*Data extract:*

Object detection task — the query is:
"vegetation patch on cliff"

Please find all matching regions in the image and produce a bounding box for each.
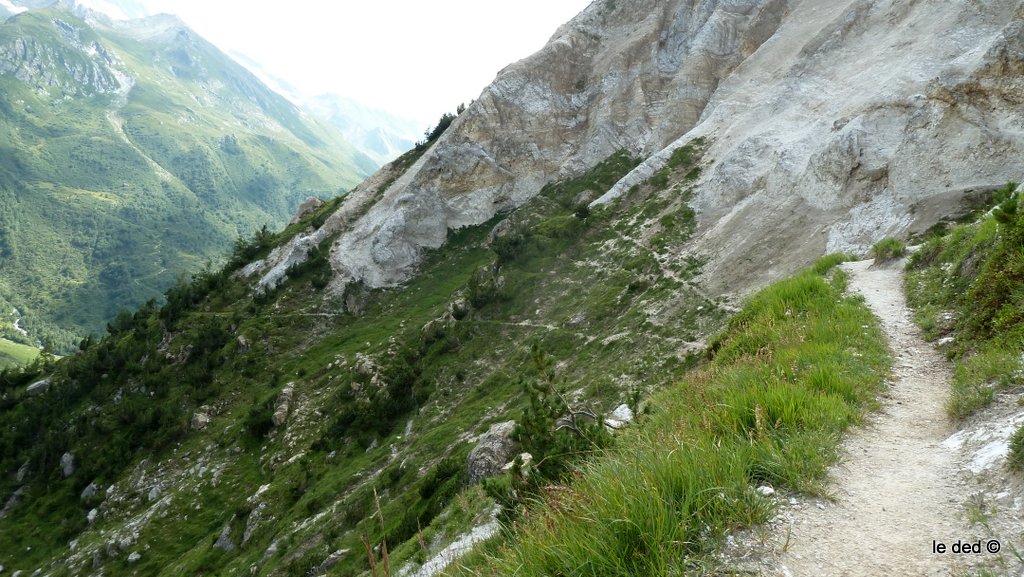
[452,257,890,576]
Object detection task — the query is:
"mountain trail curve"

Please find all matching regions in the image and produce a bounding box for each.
[765,260,968,577]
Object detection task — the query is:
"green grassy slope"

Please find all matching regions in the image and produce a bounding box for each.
[0,9,374,351]
[449,258,891,576]
[0,142,725,575]
[0,338,39,369]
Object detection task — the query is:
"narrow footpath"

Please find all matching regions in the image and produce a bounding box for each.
[767,260,971,577]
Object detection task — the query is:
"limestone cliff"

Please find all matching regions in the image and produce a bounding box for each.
[253,0,1024,293]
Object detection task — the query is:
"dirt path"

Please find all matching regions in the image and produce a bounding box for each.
[767,261,969,577]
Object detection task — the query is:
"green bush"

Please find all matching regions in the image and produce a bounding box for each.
[1007,425,1024,470]
[871,237,906,262]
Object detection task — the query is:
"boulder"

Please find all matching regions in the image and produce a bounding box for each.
[466,421,515,485]
[604,404,633,430]
[314,549,348,575]
[191,413,210,430]
[60,453,75,479]
[271,382,295,426]
[81,483,99,501]
[213,517,238,552]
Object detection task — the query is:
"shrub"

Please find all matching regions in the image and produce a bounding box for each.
[871,237,906,262]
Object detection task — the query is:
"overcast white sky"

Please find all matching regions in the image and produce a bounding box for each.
[124,0,590,127]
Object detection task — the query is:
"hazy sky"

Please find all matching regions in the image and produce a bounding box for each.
[125,0,590,124]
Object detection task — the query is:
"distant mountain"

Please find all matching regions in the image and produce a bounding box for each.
[0,5,377,349]
[231,52,417,164]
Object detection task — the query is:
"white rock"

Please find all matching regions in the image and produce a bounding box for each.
[60,453,75,479]
[237,0,1024,305]
[190,413,210,430]
[271,382,295,426]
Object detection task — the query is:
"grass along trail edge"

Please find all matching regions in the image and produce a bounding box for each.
[765,260,966,577]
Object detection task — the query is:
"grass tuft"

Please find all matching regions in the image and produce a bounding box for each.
[451,257,889,577]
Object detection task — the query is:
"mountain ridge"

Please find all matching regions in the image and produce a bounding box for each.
[251,0,1022,305]
[0,5,376,352]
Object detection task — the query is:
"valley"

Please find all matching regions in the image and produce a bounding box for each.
[0,0,1024,577]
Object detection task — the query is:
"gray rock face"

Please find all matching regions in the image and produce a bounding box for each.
[189,413,210,430]
[0,18,129,96]
[251,0,1024,305]
[213,517,239,552]
[81,483,99,501]
[466,421,515,485]
[291,197,324,224]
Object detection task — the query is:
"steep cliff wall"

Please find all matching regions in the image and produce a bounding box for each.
[253,0,1024,303]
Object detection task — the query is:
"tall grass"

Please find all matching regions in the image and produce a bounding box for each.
[448,259,889,577]
[905,182,1024,419]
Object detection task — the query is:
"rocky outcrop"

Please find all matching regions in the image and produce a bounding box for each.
[0,16,129,96]
[251,0,1024,303]
[466,421,515,485]
[60,453,75,479]
[271,382,295,426]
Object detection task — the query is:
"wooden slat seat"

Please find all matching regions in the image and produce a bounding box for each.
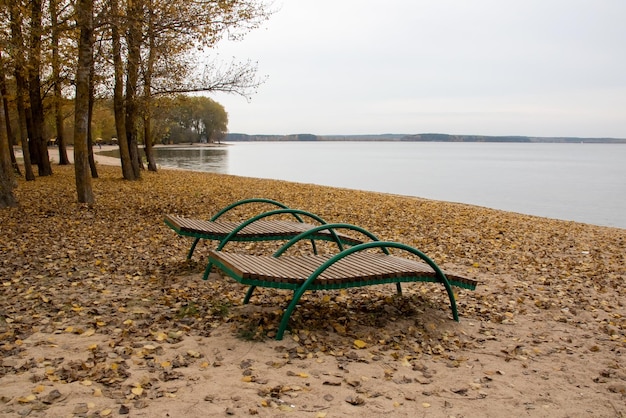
[209,251,477,290]
[165,215,362,245]
[205,224,478,340]
[164,198,362,259]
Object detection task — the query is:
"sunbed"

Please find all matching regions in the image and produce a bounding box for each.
[164,198,361,262]
[209,224,477,340]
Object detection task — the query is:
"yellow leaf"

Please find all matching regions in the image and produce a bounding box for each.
[187,350,200,358]
[354,340,367,348]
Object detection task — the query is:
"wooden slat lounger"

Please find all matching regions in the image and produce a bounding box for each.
[164,198,361,259]
[209,224,477,340]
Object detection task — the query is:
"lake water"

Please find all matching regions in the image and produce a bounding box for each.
[140,142,626,228]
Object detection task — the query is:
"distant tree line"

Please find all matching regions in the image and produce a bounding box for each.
[0,0,271,206]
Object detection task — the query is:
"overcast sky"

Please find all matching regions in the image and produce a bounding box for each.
[212,0,626,138]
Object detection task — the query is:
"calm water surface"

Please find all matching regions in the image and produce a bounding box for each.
[144,142,626,228]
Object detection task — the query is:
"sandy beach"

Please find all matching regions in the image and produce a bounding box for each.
[0,153,626,418]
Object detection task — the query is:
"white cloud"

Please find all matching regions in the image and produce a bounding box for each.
[210,0,626,137]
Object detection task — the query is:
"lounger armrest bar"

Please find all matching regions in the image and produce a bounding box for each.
[210,197,294,222]
[215,208,332,251]
[274,223,380,257]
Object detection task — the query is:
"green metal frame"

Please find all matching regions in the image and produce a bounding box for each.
[202,208,352,280]
[185,197,292,260]
[209,224,464,340]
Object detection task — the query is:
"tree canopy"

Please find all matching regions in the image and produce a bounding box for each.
[0,0,272,204]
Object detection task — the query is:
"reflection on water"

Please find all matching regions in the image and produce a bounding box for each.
[101,146,228,174]
[97,142,626,228]
[155,147,228,174]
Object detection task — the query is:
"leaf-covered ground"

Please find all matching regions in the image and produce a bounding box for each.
[0,166,626,417]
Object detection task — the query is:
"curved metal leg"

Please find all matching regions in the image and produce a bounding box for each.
[187,238,200,260]
[243,285,256,305]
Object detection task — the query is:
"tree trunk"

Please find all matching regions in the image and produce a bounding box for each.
[143,4,157,172]
[0,90,17,208]
[125,0,143,179]
[74,0,95,204]
[87,60,98,179]
[0,54,22,176]
[9,7,35,181]
[28,0,52,176]
[50,0,70,165]
[111,0,136,180]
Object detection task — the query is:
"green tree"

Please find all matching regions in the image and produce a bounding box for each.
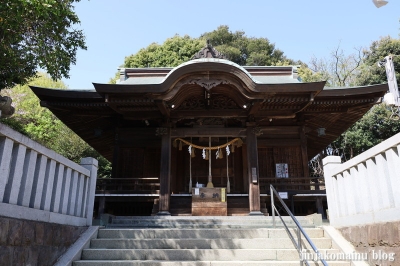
[0,73,111,177]
[123,26,301,71]
[200,25,300,66]
[0,0,86,90]
[124,35,205,68]
[299,45,363,87]
[356,36,400,85]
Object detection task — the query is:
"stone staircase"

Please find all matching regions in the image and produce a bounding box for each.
[73,216,351,266]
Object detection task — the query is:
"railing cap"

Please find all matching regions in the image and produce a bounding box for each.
[80,157,99,167]
[322,156,342,166]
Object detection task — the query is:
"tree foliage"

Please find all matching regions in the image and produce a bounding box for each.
[308,37,400,175]
[200,25,299,66]
[0,0,86,90]
[0,73,111,177]
[357,36,400,85]
[124,35,205,68]
[330,103,400,161]
[299,45,362,87]
[123,26,301,70]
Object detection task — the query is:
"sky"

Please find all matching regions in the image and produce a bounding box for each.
[63,0,400,89]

*Brief:*
Count the lines in the entries above that contain the string "green", with case counting. Reply with the number alone.

*Answer below:*
4